(Recorded data begins)

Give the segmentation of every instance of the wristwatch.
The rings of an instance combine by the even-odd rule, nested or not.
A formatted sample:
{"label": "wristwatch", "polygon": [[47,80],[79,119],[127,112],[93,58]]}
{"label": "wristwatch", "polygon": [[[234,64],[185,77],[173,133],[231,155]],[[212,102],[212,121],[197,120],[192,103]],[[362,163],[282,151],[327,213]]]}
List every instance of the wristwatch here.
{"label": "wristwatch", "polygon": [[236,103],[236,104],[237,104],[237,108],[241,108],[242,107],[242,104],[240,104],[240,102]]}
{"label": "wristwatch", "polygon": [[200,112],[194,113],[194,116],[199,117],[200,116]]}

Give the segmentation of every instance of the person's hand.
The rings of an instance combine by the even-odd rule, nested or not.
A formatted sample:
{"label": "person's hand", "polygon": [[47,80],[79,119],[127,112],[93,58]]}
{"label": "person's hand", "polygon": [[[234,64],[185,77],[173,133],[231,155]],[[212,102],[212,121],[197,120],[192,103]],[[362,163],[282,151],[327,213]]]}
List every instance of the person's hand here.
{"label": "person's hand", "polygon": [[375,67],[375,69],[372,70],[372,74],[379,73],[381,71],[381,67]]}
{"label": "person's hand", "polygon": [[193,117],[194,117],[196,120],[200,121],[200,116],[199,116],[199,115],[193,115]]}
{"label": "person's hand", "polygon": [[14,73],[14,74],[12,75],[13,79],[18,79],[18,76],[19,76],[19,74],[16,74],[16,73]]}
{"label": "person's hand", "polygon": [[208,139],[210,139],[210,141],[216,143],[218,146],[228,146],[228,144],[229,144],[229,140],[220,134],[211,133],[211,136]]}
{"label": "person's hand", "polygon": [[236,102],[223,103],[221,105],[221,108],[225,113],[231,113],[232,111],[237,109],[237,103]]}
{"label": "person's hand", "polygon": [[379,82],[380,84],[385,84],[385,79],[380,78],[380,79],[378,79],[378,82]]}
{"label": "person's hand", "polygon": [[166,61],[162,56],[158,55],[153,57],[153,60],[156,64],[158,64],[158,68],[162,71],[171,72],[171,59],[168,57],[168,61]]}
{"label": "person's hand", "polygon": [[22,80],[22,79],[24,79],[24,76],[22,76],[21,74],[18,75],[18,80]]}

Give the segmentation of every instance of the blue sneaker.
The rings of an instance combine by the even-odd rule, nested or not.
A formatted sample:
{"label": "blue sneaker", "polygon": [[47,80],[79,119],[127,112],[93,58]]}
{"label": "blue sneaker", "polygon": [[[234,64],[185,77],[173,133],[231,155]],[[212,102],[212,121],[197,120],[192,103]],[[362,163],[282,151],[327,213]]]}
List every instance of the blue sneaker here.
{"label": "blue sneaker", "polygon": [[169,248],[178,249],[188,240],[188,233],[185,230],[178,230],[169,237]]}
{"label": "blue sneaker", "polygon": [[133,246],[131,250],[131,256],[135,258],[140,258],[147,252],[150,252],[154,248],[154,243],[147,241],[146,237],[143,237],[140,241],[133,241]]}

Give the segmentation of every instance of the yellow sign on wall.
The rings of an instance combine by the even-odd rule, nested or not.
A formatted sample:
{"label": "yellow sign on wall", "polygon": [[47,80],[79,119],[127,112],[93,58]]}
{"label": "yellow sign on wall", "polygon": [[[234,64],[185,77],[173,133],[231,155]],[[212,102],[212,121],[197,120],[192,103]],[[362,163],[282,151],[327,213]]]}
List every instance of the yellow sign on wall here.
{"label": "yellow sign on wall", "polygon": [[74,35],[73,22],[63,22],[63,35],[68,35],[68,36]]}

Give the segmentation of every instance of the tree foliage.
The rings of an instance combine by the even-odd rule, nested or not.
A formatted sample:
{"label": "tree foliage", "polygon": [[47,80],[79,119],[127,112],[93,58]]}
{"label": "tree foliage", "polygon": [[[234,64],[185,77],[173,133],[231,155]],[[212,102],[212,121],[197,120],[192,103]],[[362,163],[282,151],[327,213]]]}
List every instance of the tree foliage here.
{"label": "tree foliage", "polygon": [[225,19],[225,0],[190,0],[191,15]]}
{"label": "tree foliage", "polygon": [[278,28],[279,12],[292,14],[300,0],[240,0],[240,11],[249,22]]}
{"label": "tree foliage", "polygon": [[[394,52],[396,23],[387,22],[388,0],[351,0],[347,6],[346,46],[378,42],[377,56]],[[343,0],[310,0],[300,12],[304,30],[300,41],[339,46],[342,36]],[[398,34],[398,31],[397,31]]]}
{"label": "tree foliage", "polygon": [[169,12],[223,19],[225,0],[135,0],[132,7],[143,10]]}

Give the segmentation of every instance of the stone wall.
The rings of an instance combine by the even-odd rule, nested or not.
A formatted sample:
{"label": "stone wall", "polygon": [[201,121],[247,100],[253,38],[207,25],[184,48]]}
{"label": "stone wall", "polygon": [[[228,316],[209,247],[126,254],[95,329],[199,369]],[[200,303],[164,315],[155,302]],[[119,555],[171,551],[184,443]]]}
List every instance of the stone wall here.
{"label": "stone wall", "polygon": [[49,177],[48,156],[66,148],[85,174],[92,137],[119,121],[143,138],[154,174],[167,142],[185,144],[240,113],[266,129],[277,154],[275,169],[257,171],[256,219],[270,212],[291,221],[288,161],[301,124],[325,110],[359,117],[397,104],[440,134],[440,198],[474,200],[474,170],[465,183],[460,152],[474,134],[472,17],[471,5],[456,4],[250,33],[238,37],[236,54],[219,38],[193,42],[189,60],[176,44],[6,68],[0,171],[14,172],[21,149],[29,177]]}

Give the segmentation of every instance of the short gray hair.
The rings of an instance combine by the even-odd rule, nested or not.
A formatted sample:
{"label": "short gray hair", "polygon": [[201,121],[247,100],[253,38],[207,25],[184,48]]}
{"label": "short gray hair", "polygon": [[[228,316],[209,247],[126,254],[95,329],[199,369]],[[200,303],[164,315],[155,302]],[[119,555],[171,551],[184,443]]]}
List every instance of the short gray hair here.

(Recorded data ends)

→ **Task to complete**: Restate the entries above. Match them exactly.

→ **Reply to the exercise**:
Give the segmentation of every instance of the wristwatch.
The rings of an instance combine by the even-odd rule, nested or not.
A formatted sample:
{"label": "wristwatch", "polygon": [[47,80],[79,119],[127,112],[93,58]]}
{"label": "wristwatch", "polygon": [[[234,64],[185,77],[173,133],[231,155]],[[212,102],[212,121],[197,120],[192,103]],[[362,163],[282,151],[327,213]]]}
List every instance of the wristwatch here.
{"label": "wristwatch", "polygon": [[236,103],[236,104],[237,104],[237,108],[241,108],[242,107],[242,104],[240,104],[240,102]]}
{"label": "wristwatch", "polygon": [[200,112],[194,113],[194,116],[199,117],[200,116]]}

Give the segmentation of every instance of the person's hand.
The rings of an instance combine by the even-odd rule, nested or not.
A formatted sample:
{"label": "person's hand", "polygon": [[47,80],[79,119],[127,112],[93,58]]}
{"label": "person's hand", "polygon": [[[234,64],[185,77],[173,133],[231,155]],[[212,102],[212,121],[197,120],[192,103]],[[362,163],[282,151],[327,213]]]}
List every instance of the person's hand here.
{"label": "person's hand", "polygon": [[375,67],[375,69],[372,70],[372,74],[379,73],[381,71],[381,67]]}
{"label": "person's hand", "polygon": [[193,117],[194,117],[196,120],[200,121],[200,116],[199,116],[199,115],[193,115]]}
{"label": "person's hand", "polygon": [[14,73],[14,74],[12,75],[13,79],[18,79],[18,76],[19,76],[19,74],[16,74],[16,73]]}
{"label": "person's hand", "polygon": [[208,139],[210,139],[210,141],[216,143],[218,146],[228,146],[228,144],[229,144],[229,140],[220,134],[211,133],[211,136]]}
{"label": "person's hand", "polygon": [[236,102],[223,103],[221,105],[221,108],[225,113],[231,113],[232,111],[237,109],[237,103]]}
{"label": "person's hand", "polygon": [[379,82],[380,84],[385,84],[385,79],[380,78],[380,79],[378,79],[378,82]]}
{"label": "person's hand", "polygon": [[166,61],[162,56],[158,55],[153,57],[153,60],[156,64],[158,64],[158,68],[162,71],[171,72],[171,59],[168,57],[168,61]]}
{"label": "person's hand", "polygon": [[22,80],[22,79],[24,79],[24,76],[22,76],[21,74],[18,75],[18,80]]}

Give the segmentation of every instance of the blue sneaker.
The rings of an instance combine by the even-odd rule, nested or not.
A formatted sample:
{"label": "blue sneaker", "polygon": [[47,80],[79,119],[127,112],[93,58]]}
{"label": "blue sneaker", "polygon": [[[234,64],[185,77],[173,133],[231,155]],[[212,102],[212,121],[197,120],[192,103]],[[362,163],[282,151],[327,213]]]}
List every instance of the blue sneaker here.
{"label": "blue sneaker", "polygon": [[169,248],[178,249],[188,240],[188,233],[185,230],[178,230],[169,237]]}
{"label": "blue sneaker", "polygon": [[133,246],[131,250],[131,256],[135,258],[140,258],[147,252],[150,252],[154,248],[154,243],[147,241],[146,237],[143,237],[140,241],[133,241]]}

Give the segmentation of every instance of the yellow sign on wall.
The rings of an instance combine by the even-odd rule, nested or not.
A formatted sample:
{"label": "yellow sign on wall", "polygon": [[47,80],[79,119],[127,112],[93,58]]}
{"label": "yellow sign on wall", "polygon": [[[234,64],[185,77],[173,133],[231,155]],[[212,102],[212,121],[197,120],[192,103]],[[362,163],[282,151],[327,213]]]}
List every instance of the yellow sign on wall here.
{"label": "yellow sign on wall", "polygon": [[74,35],[73,22],[63,22],[63,35],[68,35],[68,36]]}

Give the segmentation of every instance of the tree foliage.
The rings of an instance combine by the even-odd rule, nested or not.
A formatted sample:
{"label": "tree foliage", "polygon": [[47,80],[79,119],[127,112],[93,58]]}
{"label": "tree foliage", "polygon": [[[234,64],[185,77],[173,133],[231,155]],[[212,102],[212,121],[197,120],[192,103]],[[362,163],[282,151],[327,213]]]}
List every instance of the tree foliage here.
{"label": "tree foliage", "polygon": [[225,19],[225,0],[190,0],[191,15]]}
{"label": "tree foliage", "polygon": [[278,28],[279,12],[292,14],[300,0],[240,0],[240,11],[249,22]]}
{"label": "tree foliage", "polygon": [[[394,52],[396,23],[387,22],[388,0],[351,0],[347,6],[346,46],[378,42],[377,56]],[[343,0],[310,0],[300,12],[304,30],[300,41],[339,46],[342,36]],[[398,34],[398,31],[397,31]]]}
{"label": "tree foliage", "polygon": [[169,12],[223,19],[225,0],[135,0],[132,7],[143,10]]}

Give the segmentation of every instance of the stone wall.
The rings of an instance combine by the even-odd rule, nested or not.
A formatted sample:
{"label": "stone wall", "polygon": [[201,121],[247,100],[253,38],[207,25],[184,48]]}
{"label": "stone wall", "polygon": [[[228,316],[209,247],[126,254],[95,329],[199,369]],[[200,303],[164,315],[155,302]],[[119,555],[171,551],[184,443]]]}
List every instance of the stone wall here.
{"label": "stone wall", "polygon": [[49,177],[48,156],[66,148],[85,174],[92,137],[119,121],[143,138],[154,174],[167,142],[185,144],[240,113],[266,129],[277,154],[275,169],[257,171],[256,219],[270,212],[291,221],[288,161],[301,124],[325,110],[359,117],[397,104],[440,134],[440,198],[474,200],[474,170],[465,183],[460,152],[474,134],[472,17],[471,5],[456,4],[250,33],[238,37],[236,54],[219,38],[193,42],[189,60],[176,44],[6,68],[0,171],[14,172],[21,149],[29,177]]}

Give the segmentation of every instance of the short gray hair.
The rings of an instance combine by the even-odd rule, nested or not.
A formatted sample:
{"label": "short gray hair", "polygon": [[201,121],[247,100],[253,38],[207,25],[184,48]]}
{"label": "short gray hair", "polygon": [[[228,316],[209,247],[126,254],[95,329],[199,369]],[[200,303],[164,315],[155,302]],[[119,555],[171,551],[184,443]]]}
List every instance of the short gray hair here.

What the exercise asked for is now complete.